• Description of the task: A word-for-word retyping of the listing is the goal.
=======
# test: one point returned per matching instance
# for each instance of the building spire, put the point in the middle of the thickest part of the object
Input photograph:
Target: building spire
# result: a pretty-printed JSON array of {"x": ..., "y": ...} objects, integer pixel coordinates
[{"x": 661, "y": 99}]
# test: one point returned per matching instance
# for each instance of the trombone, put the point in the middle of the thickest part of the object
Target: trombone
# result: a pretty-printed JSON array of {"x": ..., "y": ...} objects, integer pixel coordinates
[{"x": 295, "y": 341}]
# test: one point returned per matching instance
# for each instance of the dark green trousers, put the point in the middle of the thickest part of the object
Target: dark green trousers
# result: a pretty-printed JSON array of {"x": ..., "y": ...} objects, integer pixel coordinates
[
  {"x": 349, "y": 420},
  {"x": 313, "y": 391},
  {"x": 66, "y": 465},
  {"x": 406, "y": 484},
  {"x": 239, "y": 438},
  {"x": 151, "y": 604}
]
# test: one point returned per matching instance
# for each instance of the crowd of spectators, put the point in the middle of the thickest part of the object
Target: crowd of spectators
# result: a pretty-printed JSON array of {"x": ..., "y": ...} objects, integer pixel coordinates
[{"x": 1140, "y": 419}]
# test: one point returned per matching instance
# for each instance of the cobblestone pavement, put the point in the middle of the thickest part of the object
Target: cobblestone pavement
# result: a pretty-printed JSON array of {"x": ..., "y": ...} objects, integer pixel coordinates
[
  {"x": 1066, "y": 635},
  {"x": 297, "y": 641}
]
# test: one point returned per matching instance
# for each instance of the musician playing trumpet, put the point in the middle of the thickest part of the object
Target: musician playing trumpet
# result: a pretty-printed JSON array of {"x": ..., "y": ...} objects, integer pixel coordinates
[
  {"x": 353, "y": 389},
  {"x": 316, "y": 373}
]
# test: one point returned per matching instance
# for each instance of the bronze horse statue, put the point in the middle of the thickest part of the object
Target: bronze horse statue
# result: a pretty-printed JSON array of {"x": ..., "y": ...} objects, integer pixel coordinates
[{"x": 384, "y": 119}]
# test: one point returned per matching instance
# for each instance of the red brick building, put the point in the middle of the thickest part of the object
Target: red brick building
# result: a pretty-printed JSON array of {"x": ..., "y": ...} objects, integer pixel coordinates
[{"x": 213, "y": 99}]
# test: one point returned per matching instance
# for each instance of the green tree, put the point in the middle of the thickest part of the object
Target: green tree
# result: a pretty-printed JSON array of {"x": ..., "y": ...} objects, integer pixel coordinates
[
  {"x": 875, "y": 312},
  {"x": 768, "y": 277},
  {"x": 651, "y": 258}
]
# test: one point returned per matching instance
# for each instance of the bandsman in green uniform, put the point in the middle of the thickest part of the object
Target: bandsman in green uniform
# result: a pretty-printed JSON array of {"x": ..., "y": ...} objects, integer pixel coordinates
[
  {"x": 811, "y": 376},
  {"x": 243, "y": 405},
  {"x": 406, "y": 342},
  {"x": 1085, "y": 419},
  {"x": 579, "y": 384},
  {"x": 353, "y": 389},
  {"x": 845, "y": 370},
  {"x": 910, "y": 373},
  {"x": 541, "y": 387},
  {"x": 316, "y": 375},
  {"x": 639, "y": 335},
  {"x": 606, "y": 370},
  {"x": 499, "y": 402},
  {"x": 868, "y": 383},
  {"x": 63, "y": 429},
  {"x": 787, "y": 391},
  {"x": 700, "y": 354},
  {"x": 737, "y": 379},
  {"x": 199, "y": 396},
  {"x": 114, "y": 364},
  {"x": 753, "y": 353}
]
=======
• Reply:
# test: one point returned per matching instance
# for each instance of the building spire, put the point in the middle of the thickest part of the object
Input photograph:
Target: building spire
# result: a pretty-printed JSON array of {"x": ..., "y": ...} objects, integer pixel coordinates
[{"x": 661, "y": 99}]
# test: one point returned per matching instance
# for each instance of the trombone, put the point in the middle of the thickest part of the object
Target: trombone
# result: a pretty-printed JSON array of {"x": ..., "y": ...} objects, integer pixel coordinates
[{"x": 295, "y": 341}]
# test: one point returned per matching instance
# for each instance of the dark green trousers, put the point in the middle of the thickest part of the object
Target: dark green trousers
# result: a pretty-printed JSON array of {"x": ..., "y": ...} objects, integer pixel coordinates
[
  {"x": 349, "y": 420},
  {"x": 313, "y": 391},
  {"x": 66, "y": 465},
  {"x": 406, "y": 484},
  {"x": 239, "y": 438},
  {"x": 151, "y": 604}
]
# test: one point returned per matching instance
# for each instance of the crowd of spectators, put the point in the middle of the thickest part of the object
Target: crowd of spectators
# result: a pretty-printed JSON array of {"x": ..., "y": ...} objects, integer pixel coordinates
[{"x": 1140, "y": 419}]
# test: one point returned per matching instance
# for each instance of the cobblestone pavement, put the point in the middle of the thickest part of the object
Target: cobblestone pavement
# result: a pretty-printed JSON array of {"x": ..., "y": ...} objects, integer pixel coordinates
[
  {"x": 1066, "y": 635},
  {"x": 297, "y": 641}
]
# test: one point returned per matching instance
# for each instance of the musician playing trumpet, put the point in the middle of the thickest part of the object
Target: musician playing trumpet
# result: a pretty-printed JSON array of {"x": ..., "y": ...} objects, integer pixel coordinates
[
  {"x": 353, "y": 389},
  {"x": 316, "y": 373}
]
# test: one point returned per matching instance
# for each instance of the bronze horse statue, put the point in the middle of the thickest part of the object
Target: bronze horse statue
# result: a pretty-printed JSON array of {"x": ..., "y": ...} objects, integer pixel coordinates
[{"x": 384, "y": 119}]
# test: one point returned per matching instance
# for each instance of the red brick building, put the point in the middle of the thickest part of the object
Target: red brick building
# result: a pretty-printed JSON array of {"x": ..., "y": ...} objects, integer pixel coordinates
[{"x": 213, "y": 99}]
# test: one point returned per matching instance
# for each instance of the green tree, put the point in the middle of the thickest part of the object
Target: green tree
# result: a pretty-printed JSON array of {"x": ..., "y": ...} objects, integer pixel coordinates
[
  {"x": 875, "y": 312},
  {"x": 768, "y": 277},
  {"x": 651, "y": 258}
]
# test: one point returned per matching instance
# for each instance of the bandsman in green uniform, put the point in the middle of the thickest part of the object
Target: bandsman in green uniform
# result: a pretty-printed JSON array of {"x": ..., "y": ...} objects, integer pixel coordinates
[
  {"x": 811, "y": 376},
  {"x": 243, "y": 405},
  {"x": 406, "y": 342},
  {"x": 1085, "y": 419},
  {"x": 579, "y": 384},
  {"x": 353, "y": 389},
  {"x": 845, "y": 370},
  {"x": 910, "y": 373},
  {"x": 541, "y": 387},
  {"x": 316, "y": 375},
  {"x": 639, "y": 335},
  {"x": 606, "y": 370},
  {"x": 499, "y": 402},
  {"x": 868, "y": 383},
  {"x": 63, "y": 429},
  {"x": 787, "y": 391},
  {"x": 700, "y": 354},
  {"x": 737, "y": 379},
  {"x": 199, "y": 396},
  {"x": 114, "y": 364},
  {"x": 753, "y": 353}
]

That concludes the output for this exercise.